Exercise requirements:
**a.** In the Week in Women news roundup, how many mothers did C.S. Mott Children's Hospital poll?
**b.** Return the part of the Week in Women news roundup that opens with the words containing "Queen Elizabeth II" and closes with "back, shall we?", copying it word for word.
**c.** Resume the Week in Women news roundup about mommy shaming, a police shooting, and Queen Elizabeth's hat, picking up right after its last sentence.

Exercise text:
Segment Open
The Week in Women: Mommy shaming, new footage of a police shooting, and Queen Elizabeth’s cryptic hat

Queen Elizabeth II sits during the State Opening of Parliament in the House of Lords at the Palace of Westminster on June 21, 2017 in London, United Kingdom. (Photo by Arthur Edwards - WPA Pool/Getty Images)

It was an illuminating week in news, with many-a-revelation coming to the surface—unlike, say, the names of Beyonce’s new babies, not that we’re thinking about it or anything. Let’s take a look back, shall we?

A new study revealed that some 61 percent of mothers have felt shamed for their parenting choices. University of Michigan’s C.S. Mott Children’s Hospital polled 475 mothers, whose children range in age from newborns to 5 years old. Discipline was the most common source of criticism, but mothers reported being raked over the coals for their children’s diet, sleep patterns, and — surprise, surprise — their decision of whether or not to breastfeed. Most of the shaming was done by family members: parents, co-parents, in-laws. But moms, ignore the haters. You’re definitely not the worst parents out there.
Segment Closed
Available data:
Segment Open
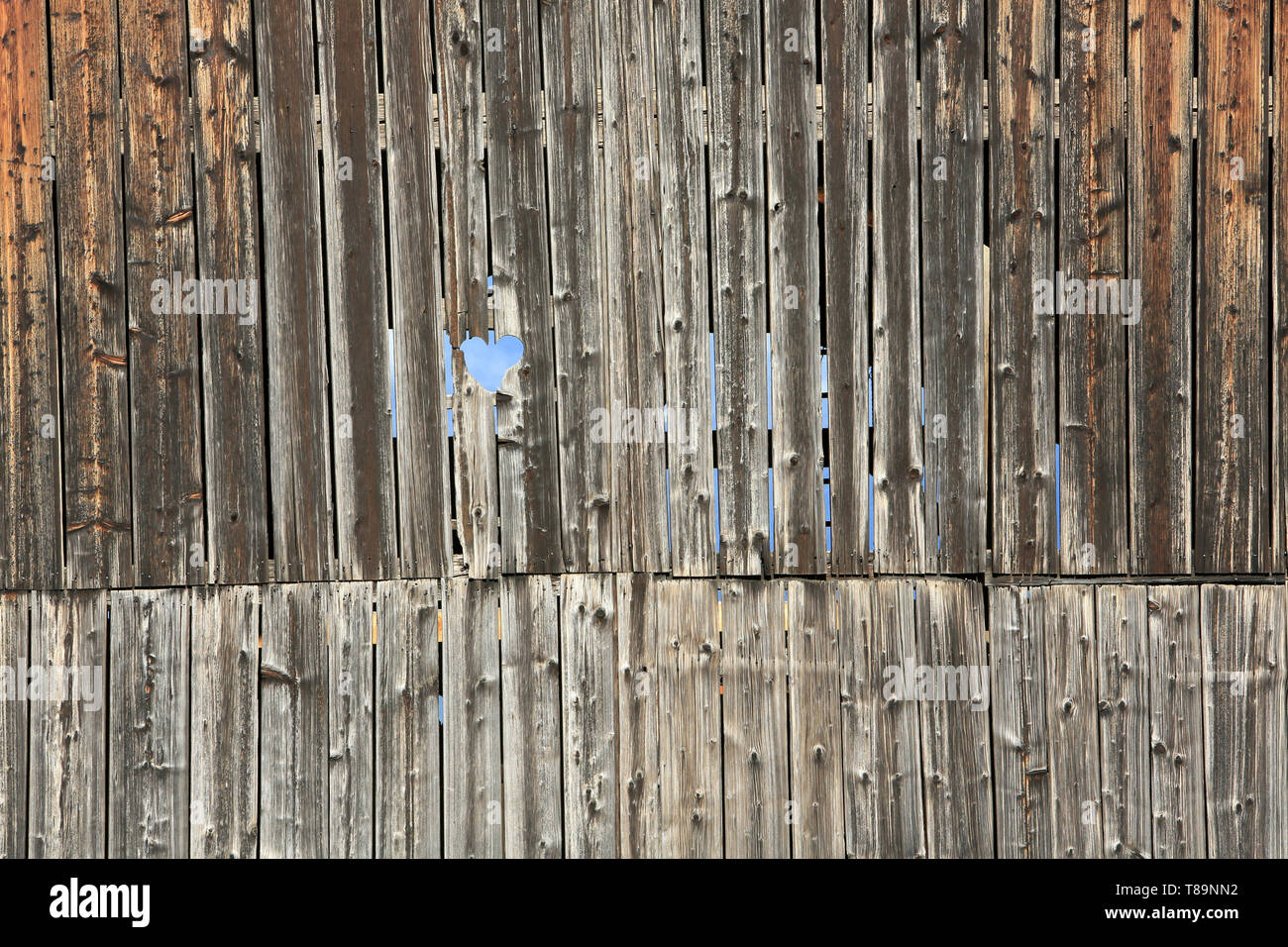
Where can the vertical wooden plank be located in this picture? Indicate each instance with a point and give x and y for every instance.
(472, 722)
(31, 526)
(529, 718)
(163, 385)
(527, 437)
(898, 462)
(465, 270)
(1124, 676)
(638, 727)
(688, 686)
(1232, 480)
(149, 809)
(14, 629)
(588, 641)
(424, 478)
(815, 722)
(1021, 341)
(292, 698)
(754, 727)
(408, 780)
(737, 191)
(224, 736)
(297, 373)
(351, 720)
(954, 337)
(846, 34)
(791, 150)
(687, 320)
(575, 172)
(1244, 732)
(1093, 252)
(1176, 723)
(357, 311)
(67, 764)
(91, 294)
(956, 753)
(634, 286)
(1159, 91)
(232, 346)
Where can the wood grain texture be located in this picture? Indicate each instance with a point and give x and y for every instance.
(898, 458)
(228, 241)
(294, 710)
(1159, 93)
(163, 373)
(1021, 342)
(1232, 423)
(31, 525)
(531, 753)
(299, 423)
(408, 686)
(588, 643)
(423, 462)
(1244, 732)
(688, 689)
(473, 813)
(224, 723)
(149, 804)
(754, 725)
(91, 285)
(738, 266)
(67, 762)
(845, 54)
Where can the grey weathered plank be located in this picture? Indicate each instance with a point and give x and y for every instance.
(898, 458)
(408, 772)
(1176, 723)
(163, 385)
(473, 822)
(529, 718)
(816, 731)
(91, 294)
(588, 642)
(31, 523)
(954, 337)
(1232, 427)
(687, 318)
(351, 720)
(147, 809)
(224, 723)
(232, 346)
(956, 751)
(1159, 91)
(737, 193)
(1124, 682)
(294, 723)
(424, 472)
(846, 48)
(527, 437)
(791, 149)
(67, 762)
(465, 269)
(1244, 736)
(14, 630)
(1093, 248)
(295, 300)
(356, 278)
(1021, 67)
(688, 692)
(754, 727)
(638, 735)
(575, 172)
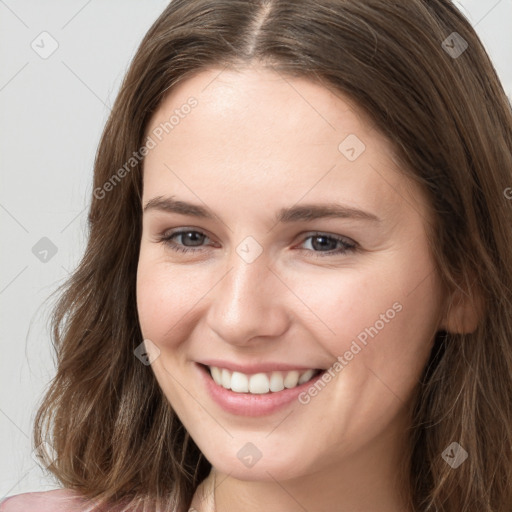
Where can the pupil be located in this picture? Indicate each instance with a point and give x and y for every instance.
(324, 239)
(193, 236)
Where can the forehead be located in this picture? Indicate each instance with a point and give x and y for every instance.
(263, 136)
Segment Closed
Answers by item number:
**a.** 475 mothers.

**b.**
Queen Elizabeth II sits during the State Opening of Parliament in the House of Lords at the Palace of Westminster on June 21, 2017 in London, United Kingdom. (Photo by Arthur Edwards - WPA Pool/Getty Images)

It was an illuminating week in news, with many-a-revelation coming to the surface—unlike, say, the names of Beyonce’s new babies, not that we’re thinking about it or anything. Let’s take a look back, shall we?

**c.**
Nearly one year ago, Diamond Reynolds broadcast a Facebook Live video of her dying boyfriend, Philando Castile, moments after he had been shot by a police officer during a routine traffic stop. This week, heartbreaking new footage pertaining to the incident was released. Reynolds can be seen crying and screaming in the back of the police car as her 4-year-old daughter begs her to be quiet. “Mom, please stop cussing and screaming ’cause I don’t want you to get shooted,” the child says. “I can keep you safe.” Castile did not survive the shooting. The police officer who killed him was recently acquitted of all charges.

A 12-year-old Mormon girl came out to her congregation while speaking from a church pulpit. The child, identified only as Savannah, had previously revealed her identity to her parents, who gave her their support. “I hope to find a partner and have a great job. I hope to get married and have a family,” Savannah says during her speech, which was filmed by a friend. “I know I can have all of these things as a lesbian and be happy.” Savannah’s microphone cut out before she finished her testimony, but dang, that kid is brave.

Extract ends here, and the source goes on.